::: Records supplied :::

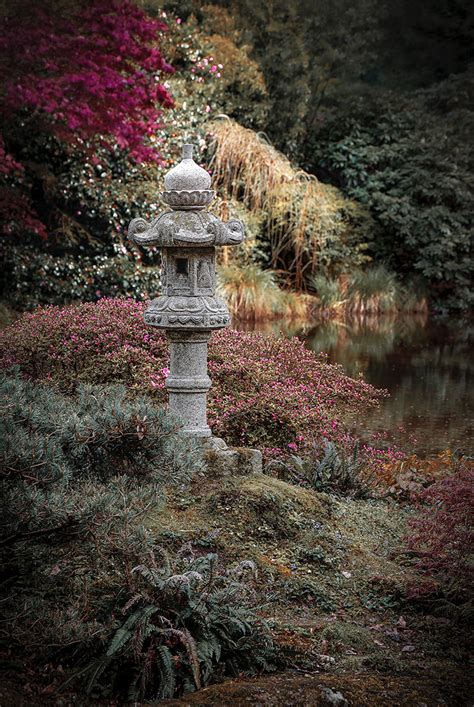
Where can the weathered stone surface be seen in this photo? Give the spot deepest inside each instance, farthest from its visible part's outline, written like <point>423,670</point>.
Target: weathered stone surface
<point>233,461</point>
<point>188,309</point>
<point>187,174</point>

:::
::: Records supplied :::

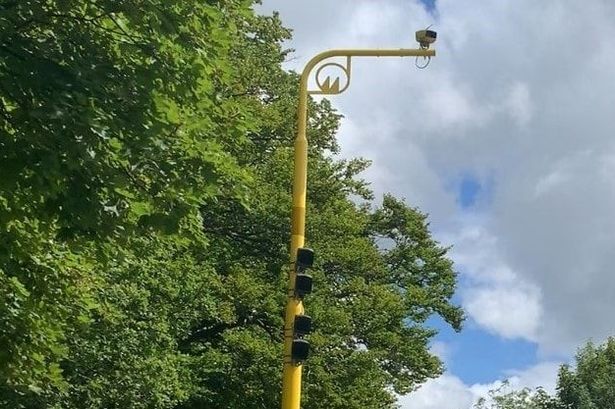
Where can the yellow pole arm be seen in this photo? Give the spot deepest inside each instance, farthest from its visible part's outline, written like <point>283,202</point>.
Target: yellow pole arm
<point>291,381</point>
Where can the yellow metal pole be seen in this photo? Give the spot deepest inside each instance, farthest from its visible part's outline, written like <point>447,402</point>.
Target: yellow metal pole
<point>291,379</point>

:::
::: Records supplied :::

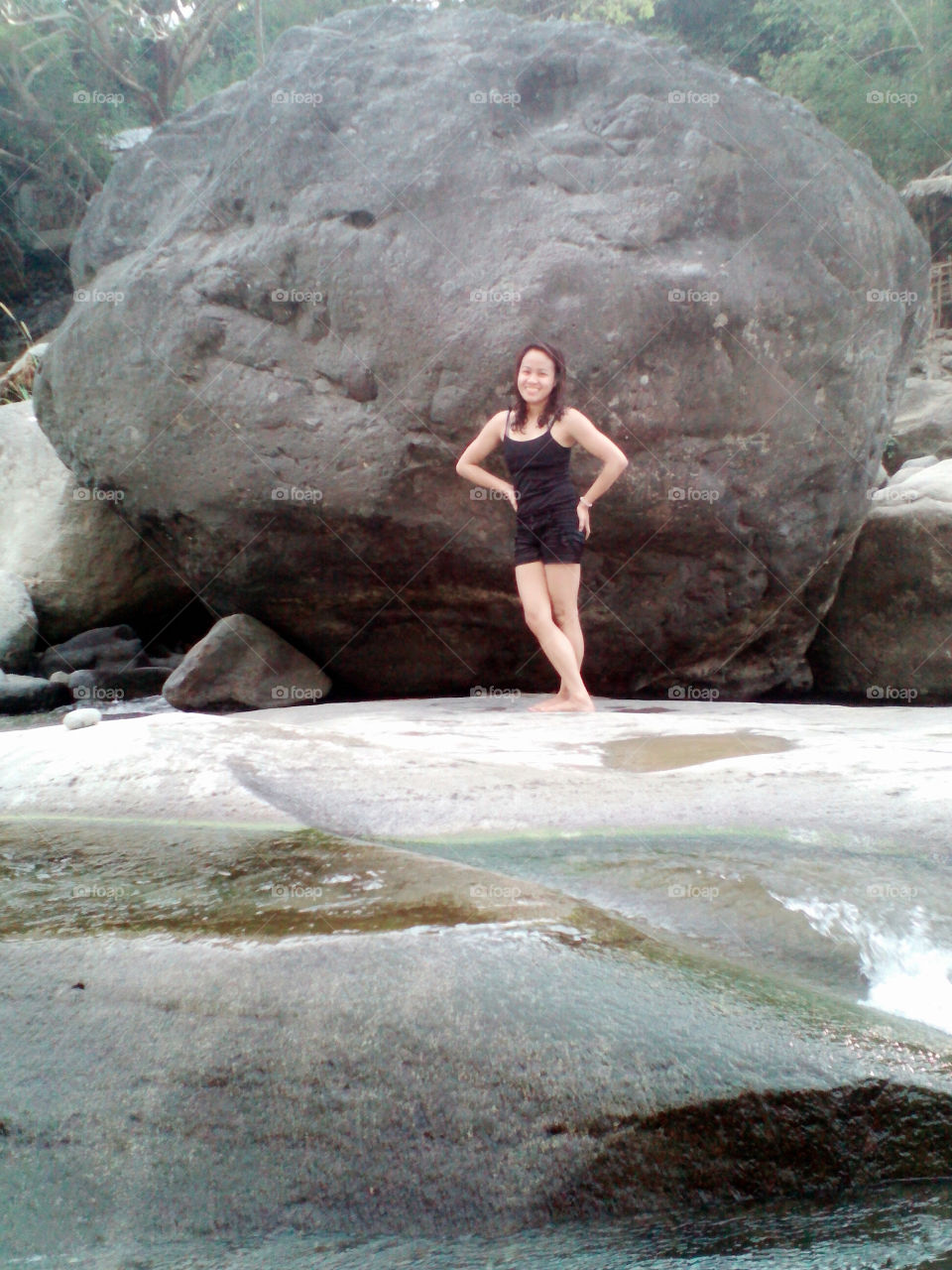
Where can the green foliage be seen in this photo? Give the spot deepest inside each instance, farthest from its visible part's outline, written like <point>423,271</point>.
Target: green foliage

:::

Exercise prompt:
Convert the lines from the one containing "Where can the green" through the one containing "Target: green foliage" into a Markdown table with the columns Row and Text, numbering each line and leaving out blank lines.

Solution to this exercise:
| Row | Text |
|---|---|
| 1 | Where can the green foliage be seen in this photo? Give the spot deepest inside each instance, farthest from its visible part's outline, written like <point>423,271</point>. |
| 2 | Target: green foliage |